# What type of P?



## Rocco (Dec 18, 2004)

ITs about 7" but no red eye


----------



## 4cmob (Nov 21, 2004)

not a rhom


----------



## mom (Feb 16, 2005)

Rocco said:


> ITs about 7" but no red eye
> [snapback]906618[/snapback]​


I dont know what kind it is but it sure is one awesome looking fish!


----------



## fishofury (May 10, 2003)

WOW another Pristobrycon. I would have to say serrulatus. Very beautiful fish :nod:


----------



## Joga Bonito (Oct 30, 2004)

fishofury said:


> WOW another Pristobrycon. I would have to say serrulatus. Very beautiful fish :nod:
> [snapback]906674[/snapback]​


what is that a gold spilo?


----------



## fishofury (May 10, 2003)

henry 79 said:


> fishofury said:
> 
> 
> > WOW another Pristobrycon. I would have to say serrulatus. Very beautiful fish :nod:
> ...


Pristobrycon serrulatus and Serrasalmus spilopleura are two different species.


----------



## Joga Bonito (Oct 30, 2004)

so what is this Pristobrycon serrulatus?


----------



## fishofury (May 10, 2003)

henry 79 said:


> so what is this Pristobrycon serrulatus?
> [snapback]906715[/snapback]​


You can learn about all the different species of piranhas here

Click me

that should answer your question. Look through that website, I have learned a lot from it. Thanks to Frank


----------



## cooldudectd (Mar 4, 2004)

I'm not sure what he is, but he definately looks beautiful and healthy.

Nice fish, man.


----------



## MR HARLEY (Aug 12, 2003)

Dam you got a Beautiful fish , and it sure aint no gold spilo , something very rare you have.


----------



## the grinch (Feb 23, 2004)

Dont be dissapointed it's not a rhom, because you have someting very rare to the hobby. I agree with fishofury after looking at opefe, As far as genus (Pristobrycon). Great pics you captured.


----------



## Rocco (Dec 18, 2004)

- _Data shown_
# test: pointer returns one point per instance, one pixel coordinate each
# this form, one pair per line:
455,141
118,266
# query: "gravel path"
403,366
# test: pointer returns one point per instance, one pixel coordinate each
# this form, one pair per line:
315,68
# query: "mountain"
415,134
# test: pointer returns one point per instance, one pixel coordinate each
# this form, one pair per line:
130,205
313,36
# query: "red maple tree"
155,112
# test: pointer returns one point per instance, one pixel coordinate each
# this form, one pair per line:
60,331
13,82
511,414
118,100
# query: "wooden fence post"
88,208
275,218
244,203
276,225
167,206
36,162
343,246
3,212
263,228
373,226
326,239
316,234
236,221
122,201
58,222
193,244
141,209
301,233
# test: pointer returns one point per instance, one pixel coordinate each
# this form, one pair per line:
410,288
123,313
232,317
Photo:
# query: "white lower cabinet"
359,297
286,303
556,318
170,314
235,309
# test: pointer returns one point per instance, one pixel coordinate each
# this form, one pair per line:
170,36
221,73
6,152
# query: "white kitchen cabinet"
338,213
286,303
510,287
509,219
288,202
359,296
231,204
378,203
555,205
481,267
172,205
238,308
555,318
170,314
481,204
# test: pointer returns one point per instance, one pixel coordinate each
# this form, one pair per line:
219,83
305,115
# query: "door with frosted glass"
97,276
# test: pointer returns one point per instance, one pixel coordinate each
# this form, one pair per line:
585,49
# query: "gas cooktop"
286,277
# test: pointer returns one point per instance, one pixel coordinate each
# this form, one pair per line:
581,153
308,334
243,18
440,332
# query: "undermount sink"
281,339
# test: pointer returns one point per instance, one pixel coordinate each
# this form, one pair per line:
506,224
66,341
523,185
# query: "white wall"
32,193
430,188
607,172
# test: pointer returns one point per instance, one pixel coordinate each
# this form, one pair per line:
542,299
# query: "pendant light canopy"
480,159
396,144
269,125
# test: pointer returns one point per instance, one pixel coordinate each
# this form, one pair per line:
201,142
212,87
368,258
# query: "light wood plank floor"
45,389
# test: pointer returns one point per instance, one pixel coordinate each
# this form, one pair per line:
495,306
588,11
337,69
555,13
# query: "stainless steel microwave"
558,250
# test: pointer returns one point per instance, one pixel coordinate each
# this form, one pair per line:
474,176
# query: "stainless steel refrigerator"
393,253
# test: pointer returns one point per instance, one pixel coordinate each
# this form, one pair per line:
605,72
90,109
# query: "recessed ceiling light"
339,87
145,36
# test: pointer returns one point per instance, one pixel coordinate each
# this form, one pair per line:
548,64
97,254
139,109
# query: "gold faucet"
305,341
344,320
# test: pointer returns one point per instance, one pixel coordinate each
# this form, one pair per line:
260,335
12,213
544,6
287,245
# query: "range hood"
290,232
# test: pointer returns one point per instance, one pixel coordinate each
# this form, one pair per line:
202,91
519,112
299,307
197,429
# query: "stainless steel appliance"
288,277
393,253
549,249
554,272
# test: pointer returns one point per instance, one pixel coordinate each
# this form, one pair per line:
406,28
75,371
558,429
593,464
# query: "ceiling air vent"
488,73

- _Written exercise_
From the piranha forum thread, list every distinct username that appears as a post header, in the order each first appears. Use only the piranha forum thread.

- _Result of the exercise_
Rocco, 4cmob, mom, fishofury, Joga Bonito, cooldudectd, MR HARLEY, the grinch